Problems and tasks:
a) According to the article about Manki village's electricity, what share of the village's households are connected to the electrical grid?
b) Resume the article about Manki village's power troubles, writing on from its last sentence.

India’s ‘Current’ distress

Residents of Manki village, barely 10 kilometers from “diamond city” Panna in Madhya Pradesh, saw a bulb switch on for the first time in March this year. Sixty-nine years after India achieved Independence, electricity had finally reached the village. But their excitement was short-lived. In less than four days, the village plunged back into darkness. Two months later, power returned on May 29 but again stayed for hardly two days. Since then, Manki—where 95 percent of the households are connected to the electrical grid—has been forced to go back to using kerosene lamps for lighting.

Data lines:
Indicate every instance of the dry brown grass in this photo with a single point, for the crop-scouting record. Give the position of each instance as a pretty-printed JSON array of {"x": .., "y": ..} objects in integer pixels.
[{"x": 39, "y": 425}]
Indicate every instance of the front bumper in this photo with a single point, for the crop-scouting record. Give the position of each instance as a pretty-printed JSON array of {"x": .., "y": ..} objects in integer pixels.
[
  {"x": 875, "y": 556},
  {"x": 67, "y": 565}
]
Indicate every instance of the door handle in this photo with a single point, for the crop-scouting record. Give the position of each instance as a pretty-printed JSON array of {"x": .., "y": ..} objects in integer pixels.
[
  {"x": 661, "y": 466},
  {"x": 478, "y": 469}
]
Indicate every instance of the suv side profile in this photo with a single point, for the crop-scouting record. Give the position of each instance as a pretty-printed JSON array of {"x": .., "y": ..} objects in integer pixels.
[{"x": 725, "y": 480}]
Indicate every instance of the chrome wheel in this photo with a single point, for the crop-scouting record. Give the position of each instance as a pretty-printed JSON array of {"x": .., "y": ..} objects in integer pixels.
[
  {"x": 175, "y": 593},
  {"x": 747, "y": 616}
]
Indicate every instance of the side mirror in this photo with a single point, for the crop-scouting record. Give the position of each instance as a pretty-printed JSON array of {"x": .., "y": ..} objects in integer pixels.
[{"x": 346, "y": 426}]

Answers to the exercise:
a) 95 percent

b)
Despite such bumpy progress, Union Finance Minister Arun Jaitley announced during his Budget speech this year that the government would achieve 100 percent village electrification by May 1, 2018. After the Budget speech, Union Power Minister Piyush Goyal went one step ahead and told a news channel that electricity would reach all remaining unelectrified villages “possibly by the end of 2017 itself”. Such ambitious targets involve a rapid expansion of grids and taking power connections to villages in the most remote parts of the country. But the experience of villages like Manki shows that being connected to an electrical grid does not mean having electricity.
 
Policy misses
 Take a look at what is considered an electrified village, for instance. According to a revision in the definition given in the Electricity Act, 2003, an electrified village is one where all public places such as schools, health centres, and panchayat offices, and 10 percent of all households are connected to the grid. This means only one in 10 households needs to have electricity supply for the village to be considered officially “electrified”.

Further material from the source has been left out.